Problem 1: Repeat a stretch of the terms excerpt word for word. Begin at the words "25. Additional Terms" and stop after the words "of, this Agreement.".
Problem 2: Using the terms excerpt, decide whether each statement agrees with it. Answer yes or no for each, and quote the words that decide it. (a) Standard text messaging rates apply to the text messages. (b) Agreeing to receive promotional calls and texts is a condition of making a purchase. (c) The calls and text messages may be made with an autodialer.
Problem 3: List every kind of item that the terms excerpt says makes up the "Additional Terms."

Passage:
25. Additional Terms
Your use of the Service is subject to all additional terms, policies, rules, product documentation, published materials or guidelines applicable to the Service or certain features of the Service that we may post on or link to from the Service (the “Additional Terms”). All Additional Terms are incorporated by this reference into, and made a part of, this Agreement.
26. Consent to Electronic Communications
(a) By using the Service, you consent to receiving certain electronic communications from us as further described in our Privacy Policy and this Section 26. Please read our Privacy Policy to learn more about our electronic communications practices. You agree that any notices, agreements, disclosures, or other communications that we send to you electronically will satisfy any legal communication requirements, including that those communications be in writing.
(b) By entering into this Agreement, you agree on behalf of yourself and any of your employees and contractors to receive calls and text messages from Titan Pro Technologies and persons acting on our behalf at the telephone numbers you or they provided to us. You understand and agree that these calls and text messages may be made using an autodialer, artificial or prerecorded voice, or other automated technology. These communications may include operational communications concerning your account, communications regarding the Service and marketing communications. Standard text messaging rates will apply. This agreement to receive promotional calls and texts is not a condition of any purchase or of use of the Service.

Raw data:
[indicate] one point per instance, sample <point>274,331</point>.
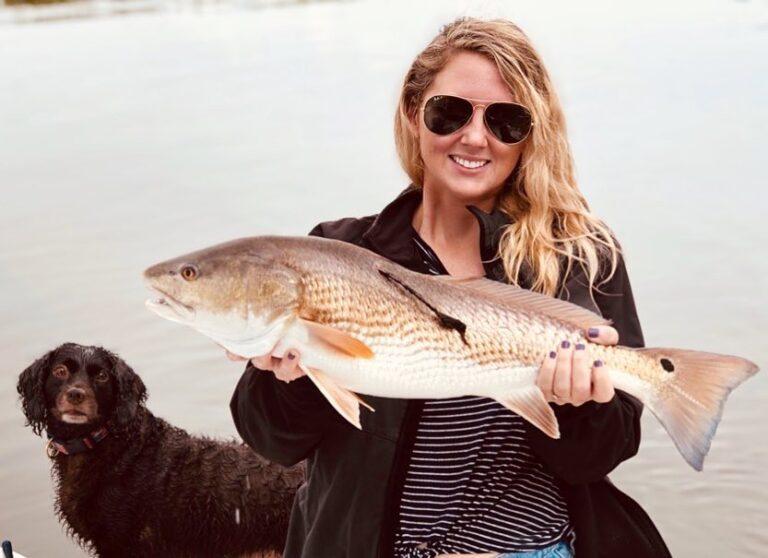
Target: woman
<point>478,125</point>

Correct output 1:
25. Additional Terms
Your use of the Service is subject to all additional terms, policies, rules, product documentation, published materials or guidelines applicable to the Service or certain features of the Service that we may post on or link to from the Service (the “Additional Terms”). All Additional Terms are incorporated by this reference into, and made a part of, this Agreement.

Correct output 2:
(a) Yes: "Standard text messaging rates will apply."
(b) No: "This agreement to receive promotional calls and texts is not a condition of any purchase or of use of the Service."
(c) Yes: "these calls and text messages may be made using an autodialer, artificial or prerecorded voice, or other automated technology"

Correct output 3:
- additional terms
- policies
- rules
- product documentation
- published materials
- guidelines